(Data records begins)
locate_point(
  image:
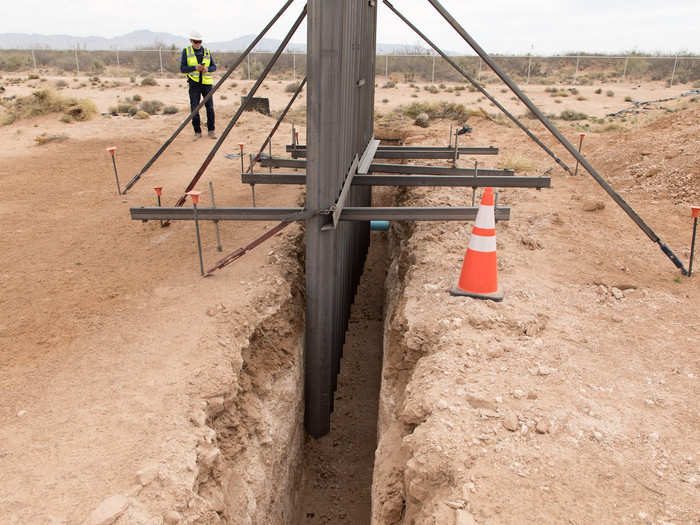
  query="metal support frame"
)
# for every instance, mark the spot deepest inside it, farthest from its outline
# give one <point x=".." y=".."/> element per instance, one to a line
<point x="242" y="107"/>
<point x="348" y="214"/>
<point x="478" y="86"/>
<point x="558" y="135"/>
<point x="392" y="168"/>
<point x="405" y="152"/>
<point x="479" y="181"/>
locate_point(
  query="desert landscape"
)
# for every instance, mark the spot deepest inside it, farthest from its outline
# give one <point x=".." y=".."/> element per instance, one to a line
<point x="137" y="392"/>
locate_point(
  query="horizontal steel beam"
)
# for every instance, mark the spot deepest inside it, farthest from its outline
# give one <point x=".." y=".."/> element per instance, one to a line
<point x="404" y="169"/>
<point x="295" y="214"/>
<point x="418" y="214"/>
<point x="400" y="151"/>
<point x="407" y="169"/>
<point x="218" y="214"/>
<point x="410" y="180"/>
(Data records ends)
**Work instruction**
Each line of the entries above that contains "query" is to be copied.

**Response to the exercise**
  query="metal support frame"
  query="desert landscape"
  query="horizontal steel beam"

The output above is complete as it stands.